Problem to solve. Wherever a line in the records contains the word "door", return that line.

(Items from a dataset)
*** Begin section ***

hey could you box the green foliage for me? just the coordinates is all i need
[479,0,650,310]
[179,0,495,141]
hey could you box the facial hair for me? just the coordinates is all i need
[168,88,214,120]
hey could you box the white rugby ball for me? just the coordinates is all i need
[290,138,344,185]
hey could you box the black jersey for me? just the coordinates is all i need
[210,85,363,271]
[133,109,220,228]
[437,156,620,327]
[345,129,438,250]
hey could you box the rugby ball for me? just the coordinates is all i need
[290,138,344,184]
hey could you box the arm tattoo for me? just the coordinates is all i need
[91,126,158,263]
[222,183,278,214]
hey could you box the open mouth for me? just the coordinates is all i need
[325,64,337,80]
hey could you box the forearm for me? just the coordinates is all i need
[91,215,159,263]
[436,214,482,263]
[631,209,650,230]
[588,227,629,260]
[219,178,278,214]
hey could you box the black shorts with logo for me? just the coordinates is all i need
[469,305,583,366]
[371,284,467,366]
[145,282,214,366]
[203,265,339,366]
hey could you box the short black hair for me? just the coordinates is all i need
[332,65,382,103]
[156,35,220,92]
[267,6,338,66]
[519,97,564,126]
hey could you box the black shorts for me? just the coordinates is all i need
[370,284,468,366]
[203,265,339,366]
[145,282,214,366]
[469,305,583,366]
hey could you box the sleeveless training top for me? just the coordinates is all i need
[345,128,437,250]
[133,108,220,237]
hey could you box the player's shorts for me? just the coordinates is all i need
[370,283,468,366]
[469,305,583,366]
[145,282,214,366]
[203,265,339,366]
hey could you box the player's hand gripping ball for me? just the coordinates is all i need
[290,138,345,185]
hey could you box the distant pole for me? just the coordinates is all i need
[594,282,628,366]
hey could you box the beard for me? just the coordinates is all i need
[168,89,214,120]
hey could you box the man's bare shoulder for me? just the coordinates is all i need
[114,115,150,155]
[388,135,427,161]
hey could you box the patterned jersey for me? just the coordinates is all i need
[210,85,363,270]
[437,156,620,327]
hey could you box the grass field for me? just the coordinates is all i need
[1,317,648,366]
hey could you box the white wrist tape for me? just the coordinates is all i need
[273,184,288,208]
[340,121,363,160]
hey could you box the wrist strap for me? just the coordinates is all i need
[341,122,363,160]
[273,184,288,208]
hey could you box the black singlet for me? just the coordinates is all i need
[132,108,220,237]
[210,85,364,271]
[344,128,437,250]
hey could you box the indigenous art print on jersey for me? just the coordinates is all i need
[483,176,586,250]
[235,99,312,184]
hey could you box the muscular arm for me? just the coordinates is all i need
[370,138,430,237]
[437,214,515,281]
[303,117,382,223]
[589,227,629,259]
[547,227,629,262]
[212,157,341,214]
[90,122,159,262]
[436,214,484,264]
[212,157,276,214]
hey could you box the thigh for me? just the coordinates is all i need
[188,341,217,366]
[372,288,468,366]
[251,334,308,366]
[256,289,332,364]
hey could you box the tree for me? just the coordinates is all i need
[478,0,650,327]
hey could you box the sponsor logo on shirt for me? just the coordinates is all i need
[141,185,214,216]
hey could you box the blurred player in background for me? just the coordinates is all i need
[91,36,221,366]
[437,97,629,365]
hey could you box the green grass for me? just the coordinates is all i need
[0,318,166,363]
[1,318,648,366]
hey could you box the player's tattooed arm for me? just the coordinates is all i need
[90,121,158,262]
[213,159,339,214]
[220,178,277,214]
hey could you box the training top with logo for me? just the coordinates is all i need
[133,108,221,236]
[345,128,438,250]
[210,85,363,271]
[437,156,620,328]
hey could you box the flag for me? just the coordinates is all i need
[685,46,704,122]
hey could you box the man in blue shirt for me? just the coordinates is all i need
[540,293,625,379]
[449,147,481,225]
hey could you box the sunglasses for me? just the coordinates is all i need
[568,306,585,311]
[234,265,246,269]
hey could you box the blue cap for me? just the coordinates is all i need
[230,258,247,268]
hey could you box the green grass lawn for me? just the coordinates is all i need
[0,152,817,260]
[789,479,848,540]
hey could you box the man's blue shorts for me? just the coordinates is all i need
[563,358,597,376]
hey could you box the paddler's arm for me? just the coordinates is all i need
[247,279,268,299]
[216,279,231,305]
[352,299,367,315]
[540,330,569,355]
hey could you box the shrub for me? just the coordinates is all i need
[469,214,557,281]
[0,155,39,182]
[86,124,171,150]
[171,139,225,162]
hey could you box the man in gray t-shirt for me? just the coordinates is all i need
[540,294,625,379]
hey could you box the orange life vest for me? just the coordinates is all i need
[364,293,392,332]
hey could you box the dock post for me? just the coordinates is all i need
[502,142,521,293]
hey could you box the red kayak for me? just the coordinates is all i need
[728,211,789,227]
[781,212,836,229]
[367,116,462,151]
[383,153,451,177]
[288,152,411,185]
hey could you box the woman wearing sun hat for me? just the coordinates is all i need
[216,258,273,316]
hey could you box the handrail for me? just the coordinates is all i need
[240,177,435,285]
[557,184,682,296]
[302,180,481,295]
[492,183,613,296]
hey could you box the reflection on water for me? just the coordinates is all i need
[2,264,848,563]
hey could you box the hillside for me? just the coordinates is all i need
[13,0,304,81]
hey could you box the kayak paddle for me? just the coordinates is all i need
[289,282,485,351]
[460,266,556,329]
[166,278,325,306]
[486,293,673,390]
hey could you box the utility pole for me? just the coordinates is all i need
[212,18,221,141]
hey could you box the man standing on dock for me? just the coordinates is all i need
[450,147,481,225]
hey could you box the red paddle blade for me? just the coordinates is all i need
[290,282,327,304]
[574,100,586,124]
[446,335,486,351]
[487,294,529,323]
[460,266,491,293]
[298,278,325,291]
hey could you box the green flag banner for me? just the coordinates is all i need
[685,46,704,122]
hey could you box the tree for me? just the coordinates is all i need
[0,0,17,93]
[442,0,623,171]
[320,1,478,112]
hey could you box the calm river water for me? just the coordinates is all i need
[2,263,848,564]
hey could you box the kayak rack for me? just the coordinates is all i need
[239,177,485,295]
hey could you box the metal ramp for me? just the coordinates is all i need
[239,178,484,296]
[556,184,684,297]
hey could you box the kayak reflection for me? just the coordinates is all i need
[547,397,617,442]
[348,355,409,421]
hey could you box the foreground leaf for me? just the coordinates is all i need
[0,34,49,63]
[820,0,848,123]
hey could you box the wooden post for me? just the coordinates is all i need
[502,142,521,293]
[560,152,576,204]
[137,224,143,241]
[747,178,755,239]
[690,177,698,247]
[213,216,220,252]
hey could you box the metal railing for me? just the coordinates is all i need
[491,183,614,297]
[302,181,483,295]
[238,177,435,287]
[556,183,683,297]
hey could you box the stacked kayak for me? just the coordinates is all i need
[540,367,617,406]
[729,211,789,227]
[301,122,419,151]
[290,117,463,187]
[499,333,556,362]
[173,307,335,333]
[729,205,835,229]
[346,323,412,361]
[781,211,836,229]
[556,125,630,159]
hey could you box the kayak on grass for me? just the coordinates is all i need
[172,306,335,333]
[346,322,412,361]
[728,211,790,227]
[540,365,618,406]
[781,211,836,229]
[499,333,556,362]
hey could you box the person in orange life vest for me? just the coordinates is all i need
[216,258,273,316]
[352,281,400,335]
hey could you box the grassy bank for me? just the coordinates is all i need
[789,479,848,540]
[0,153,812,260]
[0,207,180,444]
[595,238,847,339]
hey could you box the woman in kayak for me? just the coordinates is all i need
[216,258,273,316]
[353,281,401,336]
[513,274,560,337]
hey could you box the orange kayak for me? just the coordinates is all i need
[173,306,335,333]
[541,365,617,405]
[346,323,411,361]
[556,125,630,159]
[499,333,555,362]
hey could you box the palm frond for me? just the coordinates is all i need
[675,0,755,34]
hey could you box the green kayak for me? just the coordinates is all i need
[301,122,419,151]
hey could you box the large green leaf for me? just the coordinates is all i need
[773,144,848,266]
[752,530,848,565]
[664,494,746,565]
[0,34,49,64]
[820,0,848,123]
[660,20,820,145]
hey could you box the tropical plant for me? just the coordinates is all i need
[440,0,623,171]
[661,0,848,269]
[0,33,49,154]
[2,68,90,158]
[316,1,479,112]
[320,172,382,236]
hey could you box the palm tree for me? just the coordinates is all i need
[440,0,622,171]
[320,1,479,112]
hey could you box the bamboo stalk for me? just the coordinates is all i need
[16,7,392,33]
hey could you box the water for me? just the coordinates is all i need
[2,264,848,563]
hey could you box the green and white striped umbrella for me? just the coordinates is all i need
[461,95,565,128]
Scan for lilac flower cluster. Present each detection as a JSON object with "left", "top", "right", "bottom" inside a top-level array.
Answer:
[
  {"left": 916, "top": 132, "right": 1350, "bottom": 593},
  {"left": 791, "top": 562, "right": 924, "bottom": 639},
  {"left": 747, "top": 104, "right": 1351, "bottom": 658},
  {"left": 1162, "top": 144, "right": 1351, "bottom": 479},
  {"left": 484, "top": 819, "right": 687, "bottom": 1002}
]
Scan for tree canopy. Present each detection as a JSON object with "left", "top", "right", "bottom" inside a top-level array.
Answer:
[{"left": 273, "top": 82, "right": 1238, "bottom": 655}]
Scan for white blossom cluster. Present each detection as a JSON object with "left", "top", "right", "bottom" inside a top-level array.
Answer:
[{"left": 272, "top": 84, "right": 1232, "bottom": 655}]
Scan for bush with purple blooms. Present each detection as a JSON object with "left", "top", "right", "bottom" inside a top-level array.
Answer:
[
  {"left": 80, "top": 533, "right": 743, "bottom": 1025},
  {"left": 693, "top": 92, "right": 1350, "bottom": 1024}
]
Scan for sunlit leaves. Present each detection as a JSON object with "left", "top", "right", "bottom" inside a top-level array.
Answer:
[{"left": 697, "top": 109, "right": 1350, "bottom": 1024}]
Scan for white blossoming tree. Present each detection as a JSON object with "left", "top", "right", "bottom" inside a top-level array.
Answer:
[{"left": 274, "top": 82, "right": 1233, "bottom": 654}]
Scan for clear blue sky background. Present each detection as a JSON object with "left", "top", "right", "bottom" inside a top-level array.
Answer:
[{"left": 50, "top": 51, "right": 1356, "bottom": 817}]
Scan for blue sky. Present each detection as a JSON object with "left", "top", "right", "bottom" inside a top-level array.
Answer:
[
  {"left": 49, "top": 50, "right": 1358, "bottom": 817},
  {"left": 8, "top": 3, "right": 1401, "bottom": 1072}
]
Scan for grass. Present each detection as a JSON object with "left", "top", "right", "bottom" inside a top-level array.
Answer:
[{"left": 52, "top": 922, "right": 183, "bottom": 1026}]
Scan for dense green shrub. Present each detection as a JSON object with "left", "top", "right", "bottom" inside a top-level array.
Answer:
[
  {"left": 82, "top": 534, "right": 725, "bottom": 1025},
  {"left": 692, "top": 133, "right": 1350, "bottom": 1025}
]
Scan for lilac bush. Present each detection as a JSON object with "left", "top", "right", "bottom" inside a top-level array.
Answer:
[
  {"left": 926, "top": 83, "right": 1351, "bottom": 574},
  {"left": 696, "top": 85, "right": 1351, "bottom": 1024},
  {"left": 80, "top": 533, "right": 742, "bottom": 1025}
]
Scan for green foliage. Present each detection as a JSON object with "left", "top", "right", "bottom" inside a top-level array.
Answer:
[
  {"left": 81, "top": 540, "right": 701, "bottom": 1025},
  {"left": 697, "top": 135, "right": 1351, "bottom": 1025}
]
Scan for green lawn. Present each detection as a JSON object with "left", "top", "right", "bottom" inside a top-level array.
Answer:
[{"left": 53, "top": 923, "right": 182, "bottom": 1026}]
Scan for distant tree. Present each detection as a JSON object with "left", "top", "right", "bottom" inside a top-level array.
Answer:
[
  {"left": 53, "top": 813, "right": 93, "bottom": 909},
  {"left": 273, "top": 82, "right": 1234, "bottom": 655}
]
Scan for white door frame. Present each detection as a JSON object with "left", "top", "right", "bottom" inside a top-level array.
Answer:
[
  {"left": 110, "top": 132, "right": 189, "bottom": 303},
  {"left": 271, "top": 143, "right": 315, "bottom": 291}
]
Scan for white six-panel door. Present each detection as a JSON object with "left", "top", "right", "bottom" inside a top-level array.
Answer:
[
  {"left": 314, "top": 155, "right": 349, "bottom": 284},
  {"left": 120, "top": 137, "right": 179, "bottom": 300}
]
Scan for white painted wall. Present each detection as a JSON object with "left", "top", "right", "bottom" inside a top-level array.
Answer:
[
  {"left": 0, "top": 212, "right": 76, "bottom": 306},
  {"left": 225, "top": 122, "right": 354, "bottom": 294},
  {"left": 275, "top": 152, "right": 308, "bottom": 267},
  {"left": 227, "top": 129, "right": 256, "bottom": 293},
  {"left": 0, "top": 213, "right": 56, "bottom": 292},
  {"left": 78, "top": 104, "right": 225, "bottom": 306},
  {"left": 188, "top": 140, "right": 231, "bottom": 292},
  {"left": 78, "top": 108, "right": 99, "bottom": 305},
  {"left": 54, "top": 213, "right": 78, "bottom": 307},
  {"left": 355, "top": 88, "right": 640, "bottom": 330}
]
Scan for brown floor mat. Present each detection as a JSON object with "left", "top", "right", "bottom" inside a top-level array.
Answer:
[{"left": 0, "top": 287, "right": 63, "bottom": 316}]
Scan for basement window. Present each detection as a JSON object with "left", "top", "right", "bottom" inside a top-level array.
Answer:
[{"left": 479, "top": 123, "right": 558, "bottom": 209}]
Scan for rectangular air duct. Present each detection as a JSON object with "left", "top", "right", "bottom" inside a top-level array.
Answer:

*** End section ***

Task output.
Scan for white door frame. Present each detection as a JSON object with "left", "top", "right", "bottom" inside a top-level array.
Scan for white six-panel door. Present each detection as a JSON object with "left", "top", "right", "bottom" inside a top-level array.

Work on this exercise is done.